:: MATERIAL SUPPLIED ::

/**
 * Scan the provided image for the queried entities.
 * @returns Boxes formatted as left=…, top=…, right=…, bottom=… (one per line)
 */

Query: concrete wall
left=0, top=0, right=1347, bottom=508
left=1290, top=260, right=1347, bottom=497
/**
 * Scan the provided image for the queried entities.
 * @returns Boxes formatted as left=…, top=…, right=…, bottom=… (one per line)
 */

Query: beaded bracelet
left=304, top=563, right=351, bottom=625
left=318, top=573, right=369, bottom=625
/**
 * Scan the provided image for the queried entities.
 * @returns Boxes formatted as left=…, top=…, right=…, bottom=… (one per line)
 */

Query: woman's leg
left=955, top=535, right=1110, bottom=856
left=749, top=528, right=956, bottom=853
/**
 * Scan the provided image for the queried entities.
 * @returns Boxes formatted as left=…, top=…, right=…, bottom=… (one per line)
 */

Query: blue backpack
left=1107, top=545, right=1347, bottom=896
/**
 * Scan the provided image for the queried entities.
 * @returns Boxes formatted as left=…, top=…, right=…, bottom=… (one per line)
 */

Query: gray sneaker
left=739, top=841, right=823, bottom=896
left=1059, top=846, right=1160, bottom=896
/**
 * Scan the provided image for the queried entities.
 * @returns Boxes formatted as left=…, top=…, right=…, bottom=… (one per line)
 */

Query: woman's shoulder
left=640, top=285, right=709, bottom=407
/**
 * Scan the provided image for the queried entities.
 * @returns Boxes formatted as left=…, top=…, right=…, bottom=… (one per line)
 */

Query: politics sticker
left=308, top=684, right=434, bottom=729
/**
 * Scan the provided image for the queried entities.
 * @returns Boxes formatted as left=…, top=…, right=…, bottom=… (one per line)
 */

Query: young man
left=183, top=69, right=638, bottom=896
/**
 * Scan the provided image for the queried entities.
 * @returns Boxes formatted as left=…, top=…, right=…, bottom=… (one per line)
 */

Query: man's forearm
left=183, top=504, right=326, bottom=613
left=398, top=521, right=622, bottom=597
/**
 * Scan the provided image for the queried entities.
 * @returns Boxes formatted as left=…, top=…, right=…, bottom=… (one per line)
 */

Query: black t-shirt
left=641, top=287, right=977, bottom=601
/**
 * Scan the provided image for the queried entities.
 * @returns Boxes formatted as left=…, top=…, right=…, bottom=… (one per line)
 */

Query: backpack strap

:::

• _YOUR GOAL_
Output every one of the rows above again, unchanged and in the same order.

• _PROBLEM SOLUTION_
/**
 * Scan the provided image for the queried entities.
 * @returns Boxes formatted as left=…, top=…, right=…, bottom=… (one per line)
 */

Query: concrete wall
left=0, top=0, right=1347, bottom=508
left=1290, top=260, right=1347, bottom=497
/**
 * Scan the provided image for the queried entities.
 * @returns Boxes formatted as left=…, top=…, right=…, bottom=… (one per line)
 */

Query: beaded bracelet
left=304, top=563, right=351, bottom=625
left=318, top=573, right=369, bottom=625
/**
 * Scan the provided image for the queried entities.
 * @returns Boxes formatted as left=…, top=…, right=…, bottom=… (one per line)
 */

Query: woman's leg
left=955, top=535, right=1110, bottom=856
left=749, top=528, right=956, bottom=853
/**
 * Scan the provided image for the queried entities.
 * @returns Boxes formatted as left=…, top=…, right=…, bottom=… (one per line)
 */

Query: blue backpack
left=1107, top=545, right=1347, bottom=896
/**
 * Scan the provided image for the queried entities.
 * @returns Boxes formatted as left=…, top=…, right=…, bottom=… (one per line)
 */

Query: gray sneaker
left=739, top=841, right=823, bottom=896
left=1059, top=846, right=1160, bottom=896
/**
 * Scan the provided image for the queried entities.
 * @returns Boxes formatted as left=…, top=…, right=…, bottom=… (one per line)
 */

Query: woman's shoulder
left=640, top=285, right=709, bottom=407
/**
 * Scan the provided image for the queried entities.
 * @returns Boxes formatted as left=…, top=…, right=…, bottom=… (one per line)
 */

Query: politics sticker
left=308, top=684, right=434, bottom=729
/**
 * Scan the provided image for the queried entities.
 * @returns Boxes formatted as left=…, top=…, right=…, bottom=… (one per line)
 */

Query: young man
left=183, top=69, right=638, bottom=896
/**
 * Scan the provided image for the queried entities.
 * @returns Boxes formatted as left=…, top=…, right=…, bottom=… (one per line)
 */

Query: man's forearm
left=183, top=504, right=326, bottom=613
left=398, top=521, right=622, bottom=597
/**
 * Scan the provided image for the queried entities.
 * @returns Boxes formatted as left=…, top=…, right=…, bottom=… (one per line)
 */

Query: black t-shirt
left=641, top=287, right=977, bottom=601
/**
 * Scan the provided image for the queried entities.
 * @returns Boxes formatted as left=…, top=…, right=…, bottom=… (one per line)
 */

Query: backpack strap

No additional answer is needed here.